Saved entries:
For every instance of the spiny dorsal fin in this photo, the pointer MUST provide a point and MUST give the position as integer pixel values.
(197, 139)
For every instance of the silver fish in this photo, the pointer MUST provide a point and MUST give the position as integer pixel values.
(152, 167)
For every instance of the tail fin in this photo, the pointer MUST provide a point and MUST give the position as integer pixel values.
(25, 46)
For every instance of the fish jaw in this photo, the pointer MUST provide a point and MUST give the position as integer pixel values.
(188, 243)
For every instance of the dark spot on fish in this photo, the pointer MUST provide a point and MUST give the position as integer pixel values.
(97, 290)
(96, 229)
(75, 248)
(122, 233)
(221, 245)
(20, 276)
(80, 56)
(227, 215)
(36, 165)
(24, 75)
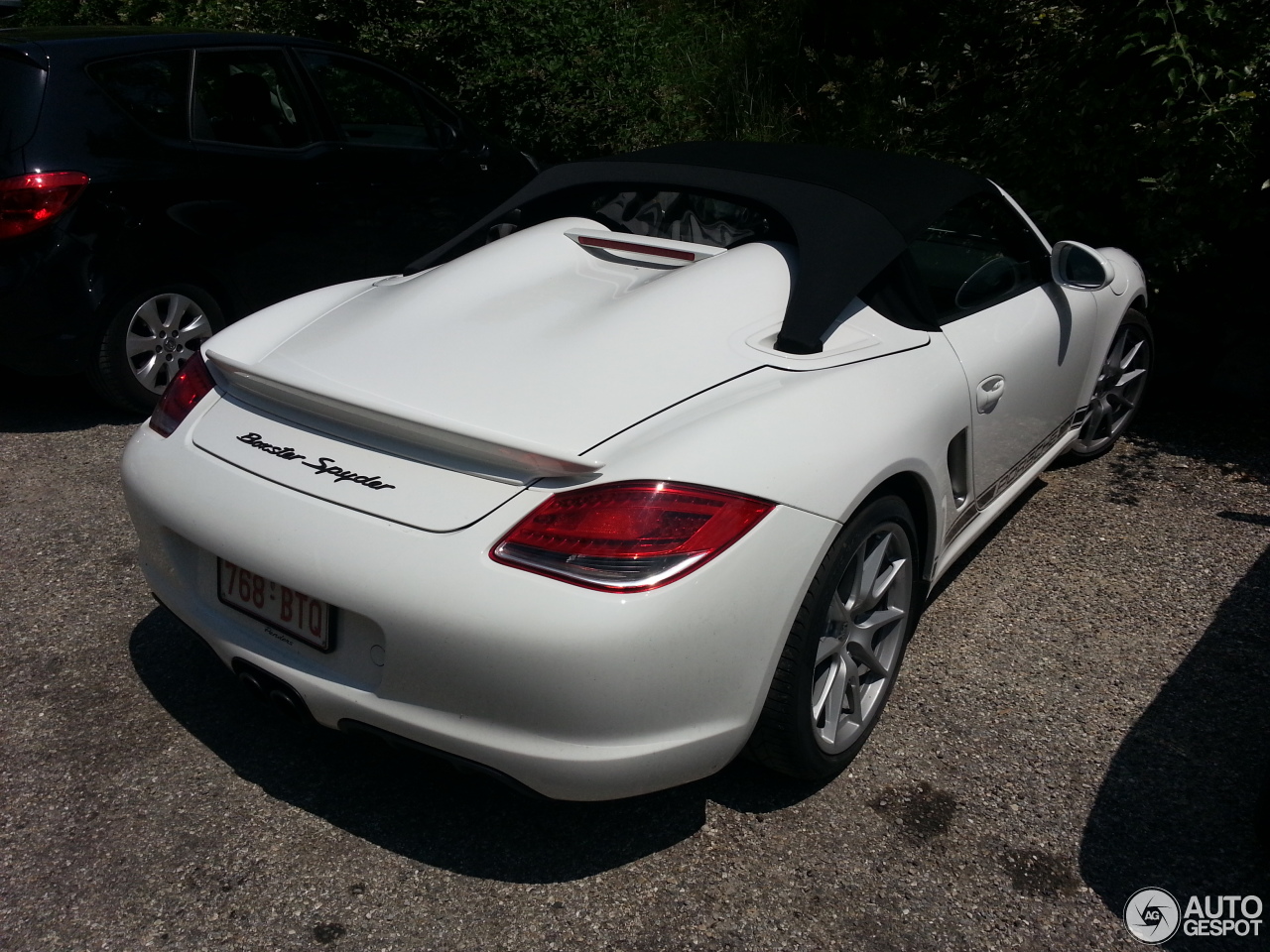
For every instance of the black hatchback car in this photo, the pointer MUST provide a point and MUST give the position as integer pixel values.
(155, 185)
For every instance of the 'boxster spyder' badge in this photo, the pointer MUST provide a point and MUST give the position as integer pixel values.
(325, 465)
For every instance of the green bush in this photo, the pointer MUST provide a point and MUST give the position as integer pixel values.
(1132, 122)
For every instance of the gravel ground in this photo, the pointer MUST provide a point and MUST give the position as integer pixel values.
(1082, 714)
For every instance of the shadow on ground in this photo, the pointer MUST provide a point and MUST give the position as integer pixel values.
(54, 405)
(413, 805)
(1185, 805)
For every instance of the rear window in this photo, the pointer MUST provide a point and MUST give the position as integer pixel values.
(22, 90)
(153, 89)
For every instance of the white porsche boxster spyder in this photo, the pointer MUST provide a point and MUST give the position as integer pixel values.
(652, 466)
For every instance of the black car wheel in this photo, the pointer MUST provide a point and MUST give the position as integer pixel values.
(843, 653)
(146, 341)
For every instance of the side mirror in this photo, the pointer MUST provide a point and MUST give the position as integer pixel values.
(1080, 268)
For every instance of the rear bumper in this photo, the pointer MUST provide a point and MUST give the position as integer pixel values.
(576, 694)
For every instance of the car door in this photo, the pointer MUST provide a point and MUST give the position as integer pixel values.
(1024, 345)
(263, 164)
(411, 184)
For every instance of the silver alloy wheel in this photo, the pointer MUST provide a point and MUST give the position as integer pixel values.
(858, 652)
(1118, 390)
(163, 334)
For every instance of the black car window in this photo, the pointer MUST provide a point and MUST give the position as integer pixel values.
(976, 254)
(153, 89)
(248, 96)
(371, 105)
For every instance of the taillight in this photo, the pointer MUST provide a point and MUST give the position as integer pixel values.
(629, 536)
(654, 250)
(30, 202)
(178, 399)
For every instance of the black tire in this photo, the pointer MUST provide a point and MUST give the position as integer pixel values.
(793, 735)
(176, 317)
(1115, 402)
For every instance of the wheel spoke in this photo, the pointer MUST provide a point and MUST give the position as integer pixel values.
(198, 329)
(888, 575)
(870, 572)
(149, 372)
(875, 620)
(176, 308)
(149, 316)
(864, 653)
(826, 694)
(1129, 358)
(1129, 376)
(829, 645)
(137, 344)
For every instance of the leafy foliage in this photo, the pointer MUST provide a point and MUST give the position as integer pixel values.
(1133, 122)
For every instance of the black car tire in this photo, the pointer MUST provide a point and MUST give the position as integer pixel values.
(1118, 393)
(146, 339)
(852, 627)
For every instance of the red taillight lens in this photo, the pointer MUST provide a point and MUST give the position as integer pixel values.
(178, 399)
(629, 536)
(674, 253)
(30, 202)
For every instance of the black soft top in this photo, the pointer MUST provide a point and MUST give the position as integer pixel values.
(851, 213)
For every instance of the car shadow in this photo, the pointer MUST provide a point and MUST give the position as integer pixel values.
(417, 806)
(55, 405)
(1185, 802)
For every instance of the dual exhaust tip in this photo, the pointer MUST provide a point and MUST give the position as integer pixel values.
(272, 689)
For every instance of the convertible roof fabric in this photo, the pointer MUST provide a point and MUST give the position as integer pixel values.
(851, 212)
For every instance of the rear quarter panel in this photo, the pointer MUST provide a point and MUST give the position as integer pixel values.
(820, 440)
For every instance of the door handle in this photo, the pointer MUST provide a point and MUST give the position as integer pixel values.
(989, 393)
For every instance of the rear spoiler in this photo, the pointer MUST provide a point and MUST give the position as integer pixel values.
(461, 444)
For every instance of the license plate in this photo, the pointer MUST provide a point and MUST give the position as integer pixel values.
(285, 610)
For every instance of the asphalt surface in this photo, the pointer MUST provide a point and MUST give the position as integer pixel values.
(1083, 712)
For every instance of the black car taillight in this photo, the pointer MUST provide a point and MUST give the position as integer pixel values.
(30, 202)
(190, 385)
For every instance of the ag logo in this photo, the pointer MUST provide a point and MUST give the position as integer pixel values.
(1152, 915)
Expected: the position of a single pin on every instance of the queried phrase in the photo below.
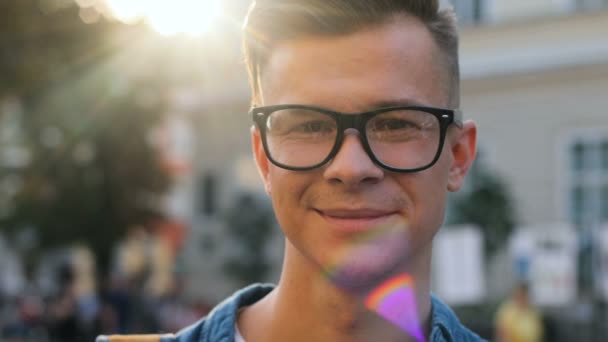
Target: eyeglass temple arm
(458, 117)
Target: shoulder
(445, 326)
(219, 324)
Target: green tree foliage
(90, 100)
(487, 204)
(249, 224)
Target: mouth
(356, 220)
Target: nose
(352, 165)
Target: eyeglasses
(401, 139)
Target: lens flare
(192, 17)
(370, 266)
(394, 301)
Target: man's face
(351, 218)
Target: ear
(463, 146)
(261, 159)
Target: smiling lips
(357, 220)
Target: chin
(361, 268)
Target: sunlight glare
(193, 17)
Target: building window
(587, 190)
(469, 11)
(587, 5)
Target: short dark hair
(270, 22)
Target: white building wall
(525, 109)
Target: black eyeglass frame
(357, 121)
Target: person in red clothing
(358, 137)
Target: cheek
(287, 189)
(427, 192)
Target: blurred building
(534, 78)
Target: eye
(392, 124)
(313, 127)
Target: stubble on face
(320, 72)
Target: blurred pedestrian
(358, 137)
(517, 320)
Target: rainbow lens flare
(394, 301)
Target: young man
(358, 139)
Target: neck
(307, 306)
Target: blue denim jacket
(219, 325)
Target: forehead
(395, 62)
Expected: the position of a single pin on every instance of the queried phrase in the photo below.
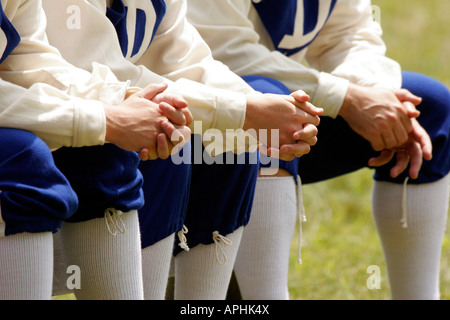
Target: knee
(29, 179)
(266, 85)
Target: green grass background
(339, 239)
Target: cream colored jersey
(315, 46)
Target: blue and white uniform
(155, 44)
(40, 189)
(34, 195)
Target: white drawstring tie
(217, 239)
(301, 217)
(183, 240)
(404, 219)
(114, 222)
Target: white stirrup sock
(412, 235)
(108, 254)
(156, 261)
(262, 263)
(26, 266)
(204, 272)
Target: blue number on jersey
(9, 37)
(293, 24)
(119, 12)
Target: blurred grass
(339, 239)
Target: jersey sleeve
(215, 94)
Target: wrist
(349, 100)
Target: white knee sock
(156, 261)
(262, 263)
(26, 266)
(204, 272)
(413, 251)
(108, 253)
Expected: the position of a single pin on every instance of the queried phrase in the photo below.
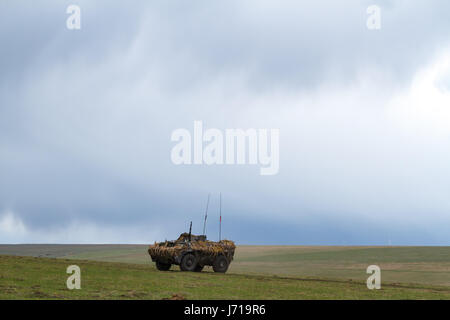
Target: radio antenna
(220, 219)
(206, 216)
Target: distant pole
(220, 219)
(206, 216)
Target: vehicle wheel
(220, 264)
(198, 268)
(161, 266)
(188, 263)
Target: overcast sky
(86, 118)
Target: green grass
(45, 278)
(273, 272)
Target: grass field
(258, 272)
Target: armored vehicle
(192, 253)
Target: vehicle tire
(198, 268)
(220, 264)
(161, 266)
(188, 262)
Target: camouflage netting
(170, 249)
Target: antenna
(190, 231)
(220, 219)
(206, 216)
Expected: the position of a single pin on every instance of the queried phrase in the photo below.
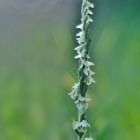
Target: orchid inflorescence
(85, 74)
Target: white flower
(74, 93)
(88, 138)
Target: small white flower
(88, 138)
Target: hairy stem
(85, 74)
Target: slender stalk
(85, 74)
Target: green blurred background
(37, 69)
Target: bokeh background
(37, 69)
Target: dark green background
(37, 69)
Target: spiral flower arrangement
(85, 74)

==

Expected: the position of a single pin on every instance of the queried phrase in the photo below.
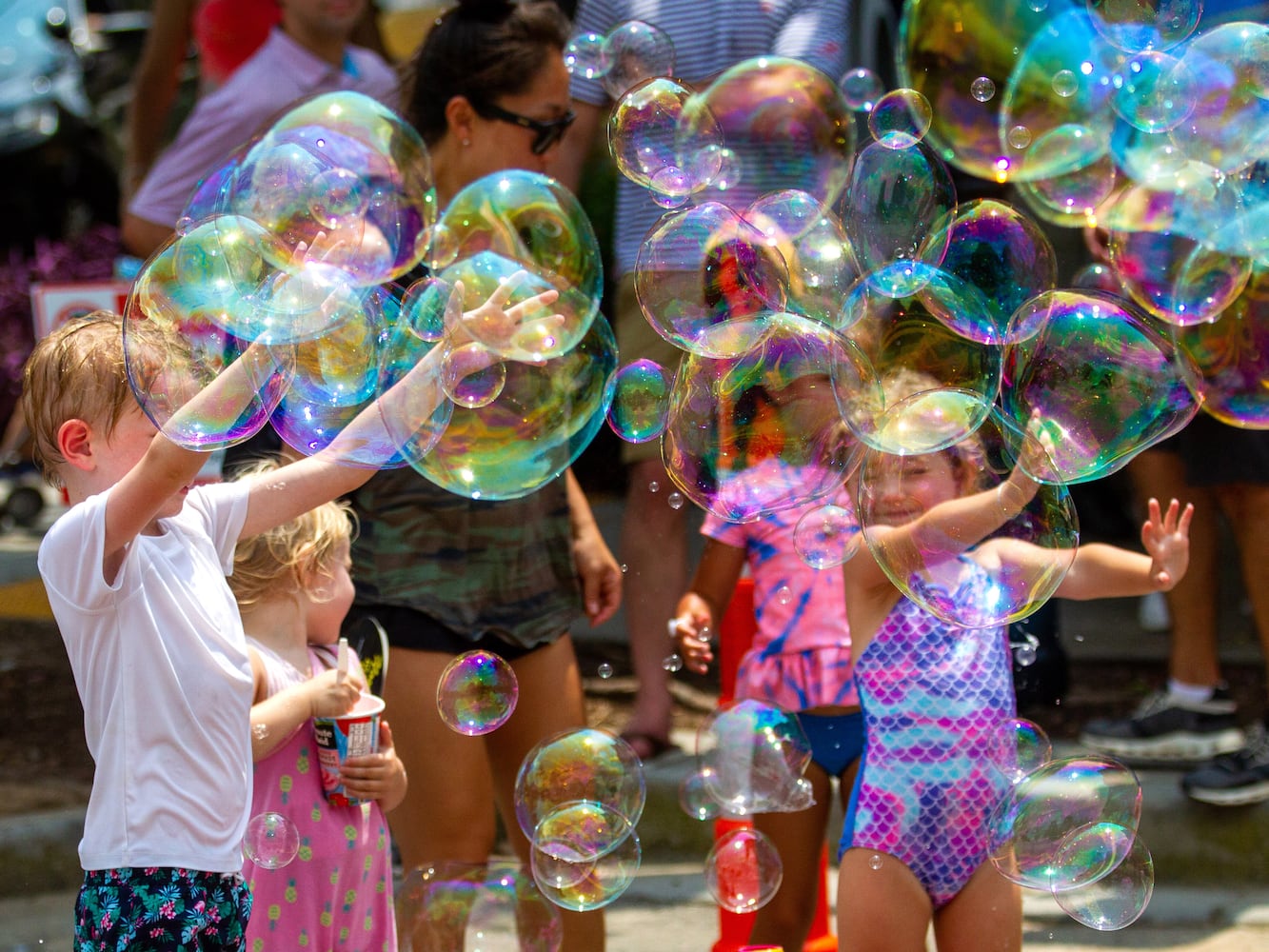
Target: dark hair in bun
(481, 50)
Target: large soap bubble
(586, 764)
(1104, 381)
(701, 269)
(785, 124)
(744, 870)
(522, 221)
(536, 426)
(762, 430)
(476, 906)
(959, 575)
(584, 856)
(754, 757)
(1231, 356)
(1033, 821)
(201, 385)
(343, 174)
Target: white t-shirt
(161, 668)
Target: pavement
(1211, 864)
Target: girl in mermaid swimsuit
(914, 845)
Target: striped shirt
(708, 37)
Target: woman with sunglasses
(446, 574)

--

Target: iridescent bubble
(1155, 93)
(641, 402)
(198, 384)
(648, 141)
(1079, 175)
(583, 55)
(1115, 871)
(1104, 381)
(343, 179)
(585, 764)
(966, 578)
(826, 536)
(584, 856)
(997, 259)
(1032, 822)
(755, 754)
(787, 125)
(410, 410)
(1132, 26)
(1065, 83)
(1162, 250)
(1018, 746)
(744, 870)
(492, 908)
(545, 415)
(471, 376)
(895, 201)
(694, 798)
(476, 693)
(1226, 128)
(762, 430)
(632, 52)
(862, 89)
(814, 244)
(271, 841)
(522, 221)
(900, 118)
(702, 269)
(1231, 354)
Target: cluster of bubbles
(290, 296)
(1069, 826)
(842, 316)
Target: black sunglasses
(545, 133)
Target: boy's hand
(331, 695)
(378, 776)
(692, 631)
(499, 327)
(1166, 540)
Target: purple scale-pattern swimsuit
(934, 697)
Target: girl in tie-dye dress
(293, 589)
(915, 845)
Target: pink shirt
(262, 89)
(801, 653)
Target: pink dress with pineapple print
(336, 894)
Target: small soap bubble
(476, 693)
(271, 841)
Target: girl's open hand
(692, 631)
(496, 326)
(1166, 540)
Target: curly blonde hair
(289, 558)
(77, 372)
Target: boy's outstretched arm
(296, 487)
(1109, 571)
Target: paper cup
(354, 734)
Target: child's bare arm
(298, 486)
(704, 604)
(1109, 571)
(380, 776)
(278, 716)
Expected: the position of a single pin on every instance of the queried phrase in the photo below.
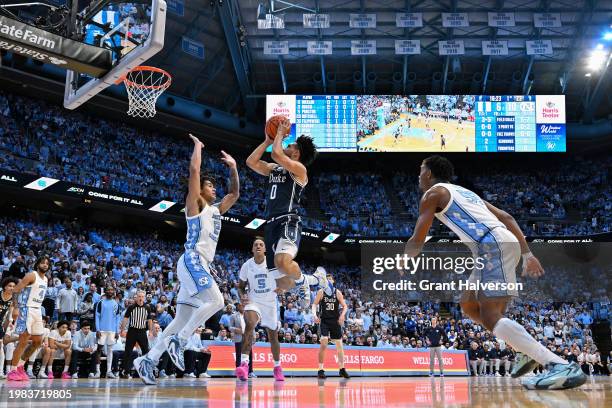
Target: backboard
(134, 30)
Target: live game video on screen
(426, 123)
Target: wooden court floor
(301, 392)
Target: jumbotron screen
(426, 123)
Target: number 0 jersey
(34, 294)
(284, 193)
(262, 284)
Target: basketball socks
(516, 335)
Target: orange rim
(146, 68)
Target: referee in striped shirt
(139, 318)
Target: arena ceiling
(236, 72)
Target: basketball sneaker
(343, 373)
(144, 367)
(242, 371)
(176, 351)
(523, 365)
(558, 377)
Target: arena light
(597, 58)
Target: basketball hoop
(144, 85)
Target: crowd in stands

=== WHAT TO WORK ON ===
Only one stretch of the entries above is needed: the lines from the one containing "Target: girl's open hand" through the one containing "Target: crowd in stands". Copy it exactly, without the pictures.

=== RESULT ===
Target: girl's open hand
(692, 631)
(496, 326)
(1166, 540)
Target: curly blonde hair
(289, 558)
(77, 372)
Target: boy's outstretched arm
(296, 487)
(1109, 571)
Target: paper cup
(354, 734)
Target: child's bare arm
(298, 486)
(704, 604)
(1109, 571)
(380, 776)
(278, 716)
Expected: the position of a single pin on every instance of the queried phrase in the photo below.
Target: backboard
(134, 30)
Target: live game video on screen
(426, 123)
Target: wooden court floor
(301, 392)
Target: jumbotron screen
(426, 123)
Target: number 0 jersey
(34, 294)
(284, 193)
(262, 284)
Target: basketball socks
(516, 335)
Target: orange rim
(146, 68)
Target: referee in striped shirt
(139, 318)
Target: arena ceiling
(236, 72)
Target: basketball sneaker
(343, 373)
(144, 367)
(242, 371)
(176, 351)
(523, 365)
(558, 377)
Target: arena light
(597, 58)
Target: basketball hoop
(144, 85)
Target: crowd in stands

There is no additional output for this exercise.